**Brano estratto**
"""
Ci sono tuttavia alcuni luoghi dell’opera nei quali Ariosto sembra per un momento spuntare dalla tenda del palcoscenico per parlare col pubblico, o dove – ancora di più – egli pare aprire per un momento le segrete del suo cuore al lettore: si tratta degli esordi dei canti. Travolto dalla velocità con cui le azioni e i personaggi si susseguono, a chi legge sembra quasi di poter evadere per un momento dagli affanni della vita quotidiana, per viaggiare divertito in un mondo totalmente “altro”, magico e oltre qualsiasi logica. Ma la maggior parte delle volte gli esordi, insieme agli altri interventi autoriali nei canti (rari ma comunque presenti), servono invece all’autore per puntualizzare, e per intessere una sorta di tela ragionativa leggibile come una chiave interpretativa del poema e delle sue vicende, soprattutto della sua ironia.
Vediamo ad esempio l’esordio al canto II:
Ingiustissimo Amor, perché sì raro
corrispondenti fai nostri desiri?
onde, perfido, avvien che t’è sì caro
il discorde voler ch’in duo cor miri?
Gir non mi lasci al facil guado e chiaro,
e nel più cieco e maggior fondo tiri:
da chi disia il mio amor tu mi richiami,
e chi m’ha in odio vuoi ch’adori et ami. (II, i)
“Amore estremamente ingiusto, perché così poche volte permetti che i desideri di due persone corrispondano? Perché ti è così cara la discordia fra due cuori?”. È il lamento di Ariosto. “Non mi permetti di giungere all’amore limpidamente corrisposto, e mi trascini nell’amore contrastato e tormentoso: mi sottrai a chi desidera il mio amore, e vuoi che io adori e ami chi mi ha in odio”.
"""
**Obiettivo indicato 1**
Secondo il brano su Ariosto, in quali luoghi dell'opera l'autore sembra aprire al lettore le segrete del suo cuore?
**Obiettivo indicato 2**
Ricopia dal brano su Ariosto tutto il testo che va dalle parole "Gir non mi lasci" giù fino alle parole "ami. (II, i)".
Il materiale che segue è distinto dal brano su Ariosto e non ne fa parte.

**Dati registrati**
"""
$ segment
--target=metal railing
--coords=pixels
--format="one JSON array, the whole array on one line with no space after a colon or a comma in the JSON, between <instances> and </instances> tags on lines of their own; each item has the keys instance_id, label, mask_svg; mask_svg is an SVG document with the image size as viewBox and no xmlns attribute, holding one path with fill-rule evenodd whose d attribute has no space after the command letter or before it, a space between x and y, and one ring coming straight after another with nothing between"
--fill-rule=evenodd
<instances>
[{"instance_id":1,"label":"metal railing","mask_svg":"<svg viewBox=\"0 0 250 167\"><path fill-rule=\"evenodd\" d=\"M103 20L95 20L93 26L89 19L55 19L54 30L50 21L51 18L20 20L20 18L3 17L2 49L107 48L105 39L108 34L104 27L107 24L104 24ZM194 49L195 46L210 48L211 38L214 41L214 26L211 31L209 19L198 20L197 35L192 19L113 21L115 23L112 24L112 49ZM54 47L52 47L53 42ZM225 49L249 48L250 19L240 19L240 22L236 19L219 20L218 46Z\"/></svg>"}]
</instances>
"""
**Soluzione completa 1**
Negli esordi dei canti.

**Soluzione completa 2**
Gir non mi lasci al facil guado e chiaro,
e nel più cieco e maggior fondo tiri:
da chi disia il mio amor tu mi richiami,
e chi m’ha in odio vuoi ch’adori et ami. (II, i)